The word "skimmer" marks the lines to find; copy every such line from the data below.

Referring expression pointing data
________________________

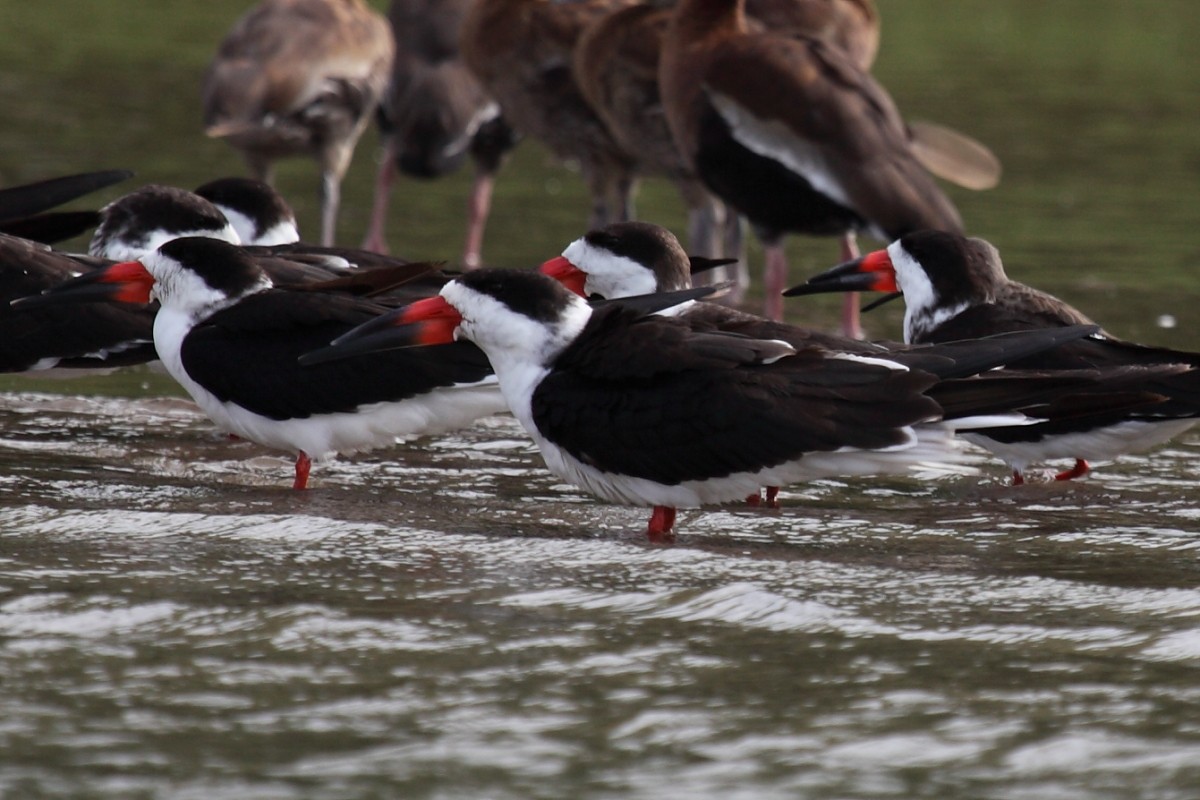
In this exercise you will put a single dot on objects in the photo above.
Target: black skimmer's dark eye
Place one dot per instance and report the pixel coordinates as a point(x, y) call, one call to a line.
point(871, 272)
point(570, 276)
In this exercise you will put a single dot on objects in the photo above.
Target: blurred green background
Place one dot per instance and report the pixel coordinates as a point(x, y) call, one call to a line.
point(1090, 104)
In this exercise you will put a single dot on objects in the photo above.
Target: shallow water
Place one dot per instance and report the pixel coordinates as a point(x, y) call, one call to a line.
point(447, 620)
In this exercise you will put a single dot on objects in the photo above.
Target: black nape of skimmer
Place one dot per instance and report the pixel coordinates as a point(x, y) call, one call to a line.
point(641, 409)
point(955, 287)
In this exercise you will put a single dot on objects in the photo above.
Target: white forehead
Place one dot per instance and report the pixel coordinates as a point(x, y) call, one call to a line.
point(609, 274)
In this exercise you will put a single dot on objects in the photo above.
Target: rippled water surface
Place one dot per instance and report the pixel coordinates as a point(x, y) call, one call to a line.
point(447, 620)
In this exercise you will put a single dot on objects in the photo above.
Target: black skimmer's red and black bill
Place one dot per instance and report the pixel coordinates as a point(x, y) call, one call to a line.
point(641, 409)
point(141, 221)
point(521, 53)
point(137, 223)
point(955, 287)
point(631, 258)
point(24, 210)
point(435, 115)
point(233, 341)
point(792, 133)
point(63, 341)
point(300, 77)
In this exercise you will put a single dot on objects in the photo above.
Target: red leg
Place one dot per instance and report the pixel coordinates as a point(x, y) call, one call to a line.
point(303, 465)
point(1080, 469)
point(851, 326)
point(661, 523)
point(772, 497)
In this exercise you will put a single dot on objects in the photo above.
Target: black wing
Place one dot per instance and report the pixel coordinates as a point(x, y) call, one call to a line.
point(247, 355)
point(654, 400)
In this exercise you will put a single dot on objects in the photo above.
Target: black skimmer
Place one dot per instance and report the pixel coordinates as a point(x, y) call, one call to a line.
point(616, 65)
point(791, 132)
point(232, 341)
point(955, 287)
point(642, 409)
point(137, 223)
point(521, 53)
point(58, 341)
point(435, 114)
point(300, 77)
point(24, 210)
point(93, 337)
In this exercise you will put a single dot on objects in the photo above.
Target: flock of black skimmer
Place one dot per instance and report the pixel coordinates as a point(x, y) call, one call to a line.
point(636, 385)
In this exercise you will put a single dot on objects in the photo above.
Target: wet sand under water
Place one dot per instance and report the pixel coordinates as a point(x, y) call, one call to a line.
point(445, 619)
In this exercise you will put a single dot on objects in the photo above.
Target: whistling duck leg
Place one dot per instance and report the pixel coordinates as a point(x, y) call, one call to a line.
point(661, 523)
point(376, 240)
point(330, 198)
point(851, 326)
point(703, 217)
point(774, 280)
point(303, 465)
point(479, 206)
point(1080, 469)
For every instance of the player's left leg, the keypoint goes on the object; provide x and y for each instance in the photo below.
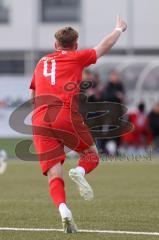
(57, 192)
(89, 160)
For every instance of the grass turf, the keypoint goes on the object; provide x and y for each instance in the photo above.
(126, 198)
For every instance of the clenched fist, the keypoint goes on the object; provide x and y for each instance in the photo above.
(121, 24)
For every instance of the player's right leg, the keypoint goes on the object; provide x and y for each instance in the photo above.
(57, 193)
(89, 160)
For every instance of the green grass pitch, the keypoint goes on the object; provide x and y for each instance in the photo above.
(126, 198)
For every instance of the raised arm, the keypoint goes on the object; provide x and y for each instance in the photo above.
(108, 42)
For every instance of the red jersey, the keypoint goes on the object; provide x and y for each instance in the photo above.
(59, 74)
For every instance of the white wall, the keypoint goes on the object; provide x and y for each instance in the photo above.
(98, 18)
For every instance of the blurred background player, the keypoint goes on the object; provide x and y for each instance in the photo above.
(51, 75)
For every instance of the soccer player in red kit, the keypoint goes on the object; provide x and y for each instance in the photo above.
(56, 79)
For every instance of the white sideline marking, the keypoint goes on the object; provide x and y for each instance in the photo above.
(82, 230)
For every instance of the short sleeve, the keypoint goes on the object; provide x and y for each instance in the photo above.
(32, 85)
(86, 57)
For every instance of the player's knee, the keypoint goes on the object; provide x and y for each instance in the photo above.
(55, 172)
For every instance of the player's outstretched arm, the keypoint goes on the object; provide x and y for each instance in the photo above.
(108, 42)
(32, 95)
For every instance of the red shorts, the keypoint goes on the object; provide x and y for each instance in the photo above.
(55, 128)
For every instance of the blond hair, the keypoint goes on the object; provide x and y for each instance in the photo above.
(66, 37)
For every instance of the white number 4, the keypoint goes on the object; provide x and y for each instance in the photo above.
(51, 74)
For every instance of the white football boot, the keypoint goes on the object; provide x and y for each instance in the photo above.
(85, 189)
(68, 223)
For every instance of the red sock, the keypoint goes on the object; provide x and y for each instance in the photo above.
(89, 161)
(57, 191)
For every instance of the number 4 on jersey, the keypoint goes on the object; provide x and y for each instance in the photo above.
(51, 74)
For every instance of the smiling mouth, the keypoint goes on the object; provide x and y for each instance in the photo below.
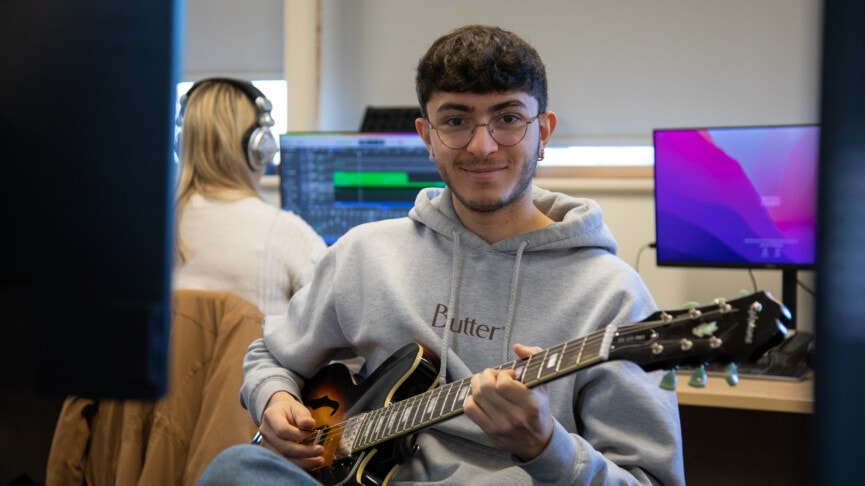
(482, 170)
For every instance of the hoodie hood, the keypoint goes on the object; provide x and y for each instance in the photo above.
(578, 223)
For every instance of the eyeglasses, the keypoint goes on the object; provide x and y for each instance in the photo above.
(506, 129)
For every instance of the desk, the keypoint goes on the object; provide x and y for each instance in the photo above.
(750, 394)
(756, 433)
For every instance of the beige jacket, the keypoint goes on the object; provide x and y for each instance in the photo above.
(172, 440)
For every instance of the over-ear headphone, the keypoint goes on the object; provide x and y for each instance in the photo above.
(259, 144)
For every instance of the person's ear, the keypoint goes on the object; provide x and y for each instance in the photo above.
(547, 122)
(423, 129)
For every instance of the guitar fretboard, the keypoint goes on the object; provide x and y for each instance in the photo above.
(367, 429)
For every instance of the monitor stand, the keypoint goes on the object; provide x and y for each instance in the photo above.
(789, 289)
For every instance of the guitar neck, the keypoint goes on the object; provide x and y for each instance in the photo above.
(406, 416)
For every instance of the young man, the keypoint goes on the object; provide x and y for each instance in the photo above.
(476, 269)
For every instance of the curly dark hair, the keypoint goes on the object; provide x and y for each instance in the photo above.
(481, 59)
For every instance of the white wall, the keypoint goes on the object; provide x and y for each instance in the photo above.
(617, 69)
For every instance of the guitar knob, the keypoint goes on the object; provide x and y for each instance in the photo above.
(731, 374)
(698, 378)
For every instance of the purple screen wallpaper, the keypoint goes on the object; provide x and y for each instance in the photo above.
(737, 197)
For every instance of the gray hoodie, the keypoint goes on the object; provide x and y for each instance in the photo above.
(426, 279)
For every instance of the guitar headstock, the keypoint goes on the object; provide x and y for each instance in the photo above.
(735, 331)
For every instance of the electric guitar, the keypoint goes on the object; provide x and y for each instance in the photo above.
(367, 428)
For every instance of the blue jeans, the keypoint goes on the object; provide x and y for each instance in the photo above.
(252, 465)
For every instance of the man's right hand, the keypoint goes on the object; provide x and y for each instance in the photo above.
(285, 426)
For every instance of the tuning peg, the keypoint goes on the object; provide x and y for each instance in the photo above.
(698, 378)
(668, 382)
(731, 374)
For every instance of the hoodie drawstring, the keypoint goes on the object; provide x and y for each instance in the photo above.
(512, 300)
(447, 338)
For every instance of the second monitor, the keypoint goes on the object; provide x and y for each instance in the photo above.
(337, 180)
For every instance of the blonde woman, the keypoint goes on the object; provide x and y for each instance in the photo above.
(228, 237)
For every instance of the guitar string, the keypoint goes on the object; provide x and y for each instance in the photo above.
(590, 343)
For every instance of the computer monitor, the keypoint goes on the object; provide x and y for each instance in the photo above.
(337, 180)
(86, 196)
(738, 197)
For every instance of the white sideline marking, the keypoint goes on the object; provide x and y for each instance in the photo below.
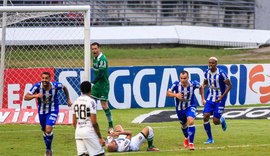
(56, 129)
(199, 148)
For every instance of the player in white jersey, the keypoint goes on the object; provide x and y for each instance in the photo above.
(87, 134)
(185, 105)
(46, 93)
(122, 141)
(218, 87)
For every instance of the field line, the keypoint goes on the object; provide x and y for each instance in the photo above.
(64, 129)
(199, 148)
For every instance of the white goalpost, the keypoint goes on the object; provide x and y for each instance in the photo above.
(40, 38)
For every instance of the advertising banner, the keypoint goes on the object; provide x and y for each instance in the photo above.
(146, 86)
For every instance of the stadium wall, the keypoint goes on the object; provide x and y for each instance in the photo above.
(262, 14)
(134, 87)
(193, 35)
(146, 86)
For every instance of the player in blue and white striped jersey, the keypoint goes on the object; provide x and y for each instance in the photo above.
(45, 92)
(185, 105)
(218, 87)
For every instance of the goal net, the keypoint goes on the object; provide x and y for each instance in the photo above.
(35, 39)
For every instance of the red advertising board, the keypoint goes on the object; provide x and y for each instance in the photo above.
(19, 77)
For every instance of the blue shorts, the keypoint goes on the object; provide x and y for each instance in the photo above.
(183, 114)
(47, 119)
(214, 108)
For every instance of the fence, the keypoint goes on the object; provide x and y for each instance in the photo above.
(214, 13)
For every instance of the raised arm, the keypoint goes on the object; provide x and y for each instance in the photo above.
(29, 96)
(201, 91)
(67, 96)
(175, 95)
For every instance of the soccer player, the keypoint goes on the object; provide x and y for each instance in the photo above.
(185, 105)
(218, 87)
(45, 92)
(87, 134)
(101, 85)
(120, 140)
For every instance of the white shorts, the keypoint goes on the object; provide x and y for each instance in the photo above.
(136, 142)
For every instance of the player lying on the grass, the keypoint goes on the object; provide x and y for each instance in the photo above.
(121, 140)
(185, 105)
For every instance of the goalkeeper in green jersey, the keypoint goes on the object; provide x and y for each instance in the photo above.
(101, 85)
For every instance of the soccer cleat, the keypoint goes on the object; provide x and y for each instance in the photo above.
(48, 152)
(223, 123)
(152, 149)
(191, 147)
(209, 141)
(186, 142)
(110, 130)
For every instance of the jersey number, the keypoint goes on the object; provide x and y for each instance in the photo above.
(80, 111)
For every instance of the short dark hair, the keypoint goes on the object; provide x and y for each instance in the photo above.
(46, 73)
(85, 87)
(95, 43)
(184, 72)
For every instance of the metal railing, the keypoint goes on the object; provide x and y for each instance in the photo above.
(214, 13)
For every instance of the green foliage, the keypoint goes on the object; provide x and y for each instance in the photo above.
(243, 137)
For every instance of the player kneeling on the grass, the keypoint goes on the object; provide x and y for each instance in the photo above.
(185, 105)
(87, 134)
(122, 141)
(46, 93)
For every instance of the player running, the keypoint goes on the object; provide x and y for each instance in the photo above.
(185, 105)
(218, 87)
(45, 92)
(87, 134)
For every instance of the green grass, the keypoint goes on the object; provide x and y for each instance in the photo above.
(141, 56)
(243, 137)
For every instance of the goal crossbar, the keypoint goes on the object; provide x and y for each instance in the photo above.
(44, 8)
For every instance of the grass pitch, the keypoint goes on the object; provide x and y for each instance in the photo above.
(243, 137)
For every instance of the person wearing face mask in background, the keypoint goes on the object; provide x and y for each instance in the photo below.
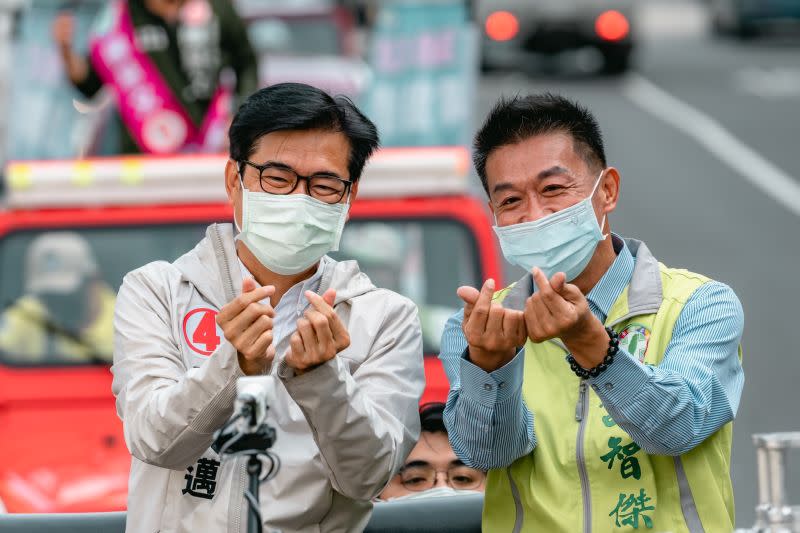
(432, 469)
(66, 312)
(162, 59)
(598, 390)
(346, 356)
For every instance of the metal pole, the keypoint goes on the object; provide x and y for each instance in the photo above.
(763, 507)
(254, 471)
(774, 514)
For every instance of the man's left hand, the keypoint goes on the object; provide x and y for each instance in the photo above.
(560, 310)
(320, 334)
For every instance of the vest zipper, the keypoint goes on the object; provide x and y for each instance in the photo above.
(581, 417)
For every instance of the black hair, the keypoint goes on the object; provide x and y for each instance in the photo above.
(297, 106)
(519, 118)
(431, 417)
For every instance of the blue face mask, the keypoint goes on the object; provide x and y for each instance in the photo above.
(564, 241)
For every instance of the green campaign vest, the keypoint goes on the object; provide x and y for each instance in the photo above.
(586, 473)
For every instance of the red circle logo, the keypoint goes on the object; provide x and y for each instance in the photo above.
(200, 330)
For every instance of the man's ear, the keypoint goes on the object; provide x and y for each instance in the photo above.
(231, 180)
(610, 190)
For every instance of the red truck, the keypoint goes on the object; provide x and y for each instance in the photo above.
(414, 228)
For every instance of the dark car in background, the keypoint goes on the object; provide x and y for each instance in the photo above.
(517, 32)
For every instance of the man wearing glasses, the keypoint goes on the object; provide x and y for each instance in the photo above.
(347, 356)
(432, 468)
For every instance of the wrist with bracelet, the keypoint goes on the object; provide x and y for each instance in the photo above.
(613, 348)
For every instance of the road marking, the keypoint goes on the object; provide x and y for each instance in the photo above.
(769, 83)
(751, 165)
(660, 19)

________________________

Response for this exercise -
Target: black skimmer's dark eye
Target: black nape of skimmer
Target: black skimmer's red and black bill
Target: black skimmer
Target: flock of black skimmer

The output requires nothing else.